**TO DO:** After reading the listing below, copy it out exactly.

**SUPPLIED RECORDS:**
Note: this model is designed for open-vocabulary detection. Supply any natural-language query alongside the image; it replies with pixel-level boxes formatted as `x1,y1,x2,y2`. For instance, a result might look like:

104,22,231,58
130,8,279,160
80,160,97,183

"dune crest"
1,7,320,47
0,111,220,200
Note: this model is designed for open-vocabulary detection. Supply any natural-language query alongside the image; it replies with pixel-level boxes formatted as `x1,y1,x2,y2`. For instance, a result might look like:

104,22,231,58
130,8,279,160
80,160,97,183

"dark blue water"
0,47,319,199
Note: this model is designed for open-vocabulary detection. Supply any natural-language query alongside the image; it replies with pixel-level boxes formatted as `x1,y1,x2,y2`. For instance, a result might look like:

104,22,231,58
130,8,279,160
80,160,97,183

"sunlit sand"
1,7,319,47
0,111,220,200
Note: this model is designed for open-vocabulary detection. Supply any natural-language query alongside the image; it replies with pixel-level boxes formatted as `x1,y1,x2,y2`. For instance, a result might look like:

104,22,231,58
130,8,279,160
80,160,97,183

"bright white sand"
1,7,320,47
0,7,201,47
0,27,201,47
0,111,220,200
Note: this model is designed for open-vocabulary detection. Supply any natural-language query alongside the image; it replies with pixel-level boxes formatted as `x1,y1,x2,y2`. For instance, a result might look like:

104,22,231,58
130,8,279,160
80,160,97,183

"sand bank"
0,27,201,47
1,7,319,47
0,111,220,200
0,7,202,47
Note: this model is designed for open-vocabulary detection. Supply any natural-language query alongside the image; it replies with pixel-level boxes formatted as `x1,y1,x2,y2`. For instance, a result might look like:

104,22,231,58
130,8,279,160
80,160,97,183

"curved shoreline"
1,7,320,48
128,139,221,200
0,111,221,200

**TASK ANSWER:**
Note: this model is designed for open-vocabulary detection. Supply any natural-language query alongside the image; it replies with pixel-level boxes formatted as `x1,y1,x2,y2`. For instance, a result might look like:

104,22,231,58
130,8,279,160
80,160,97,183

"dune crest"
1,7,320,47
0,111,220,200
Note: this model is designed for open-vocabulary detection. Supply any natural-language query alongside the image; it replies with pixel-level boxes formatted as `x1,y1,x2,y2`. For instance, a result might look like:

104,22,231,58
130,8,279,160
80,160,97,183

"dark blue water"
0,47,319,199
Note: this model is designed for open-vocabulary detection. Supply any natural-language query alongside the image; it replies with pixel-level boxes formatted as `x1,y1,x2,y2`. For instance, a result might look like:

104,22,231,58
130,8,279,160
80,160,97,183

"sunlit sand"
1,7,319,47
0,111,220,200
Note: this model is designed for open-vocabulary detection. Supply any natural-language query alongside the image; it replies with pixel-level boxes formatted as `x1,y1,x2,y2`. For instance, a result might look like:

104,22,231,58
130,8,279,160
80,160,97,183

"bright white sand"
1,7,320,47
0,7,201,47
0,27,201,47
0,111,220,200
Note: this model is designed for open-vocabulary detection. Supply any natural-language query alongside the image; it replies with pixel-level boxes formatted as `x1,y1,x2,y2`. For instance, a result might look like:

104,22,231,58
130,8,279,160
80,160,97,183

"sand bank"
0,27,201,47
1,7,319,47
0,111,220,200
0,7,202,47
Note: this model is designed for open-vocabulary detection. Supply any natural-language query alongside the image; it replies with pixel-level boxes formatted as `x1,y1,x2,y2`. For instance, a result might look like:

104,22,231,58
130,8,279,160
80,160,97,183

"curved shoreline"
1,7,320,48
128,139,221,200
0,111,221,200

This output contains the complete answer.